▶ Texte fourni:

# # # # # # #

Bien loin de l’image de la célèbre espionne Mata Hari, les femmes, dans l’univers du renseignement, jouent un grand rôle. Qu’elles servent d’informatrices, d’alibis, qu’elles soient elles-mêmes en mission pour recueillir des informations dans le domaine de la défense ou de l’intelligence économique, les femmes font souvent baisser la garde de leur interlocuteur. Elles sont et ont toujours été une nécessité pour l’acquisition du renseignement humain.
« Aux services secrets, on participe par procuration à la vie de personnes étrangères, on lit des protocoles de mises sur écoute, des rapports rédigés par des détectives, des agents, et l’homo sapiens, la personne qui nous intéresse, nous apparaît tout à coup bien différente de celle que nous imaginions au départ. L’homme fidèle se révèle être un vulgaire libertin, le député du Parlement vit avec un dogue danois noir et l’orgueil de la nation fait de la contrebande durant son temps libre. Même après avoir passé peu de temps aux services secrets, on peut très vite rassembler des documents uniques en leur genre, car c’est véritablement dans un endroit comme celui-là que l’on peut se rendre compte que l’homme n’est ni tout blanc ni tout noir, qu’il est double et contradictoire, qu’il est aussi bien capable d’actions héroïques que de vulgaire bassesses. » C’est ainsi que Michael Ljubimov, écrivain et ancien agent du KGB à Londres, définissait le travail d’agent secret.

# # # # # # #

▶ Liste fournie:
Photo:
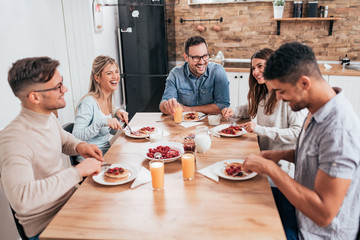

# # # # # # #

▶ Consignes:
1 > Transcrivez fidèlement le passage du texte sur les femmes dans le renseignement, depuis « Bien loin de » jusqu'à « du renseignement humain. » inclus.
2 > Dans la citation du texte sur les femmes dans le renseignement, relevez toutes les figures dont la face cachée est dévoilée, en précisant pour chacune ce qu'elle se révèle être ou faire.

▶ Réponses fournies:
1 >
Bien loin de l’image de la célèbre espionne Mata Hari, les femmes, dans l’univers du renseignement, jouent un grand rôle. Qu’elles servent d’informatrices, d’alibis, qu’elles soient elles-mêmes en mission pour recueillir des informations dans le domaine de la défense ou de l’intelligence économique, les femmes font souvent baisser la garde de leur interlocuteur. Elles sont et ont toujours été une nécessité pour l’acquisition du renseignement humain.

2 >
- L'homme fidèle : il se révèle être un vulgaire libertin.
- Le député du Parlement : il vit avec un dogue danois noir.
- L'orgueil de la nation : il fait de la contrebande durant son temps libre.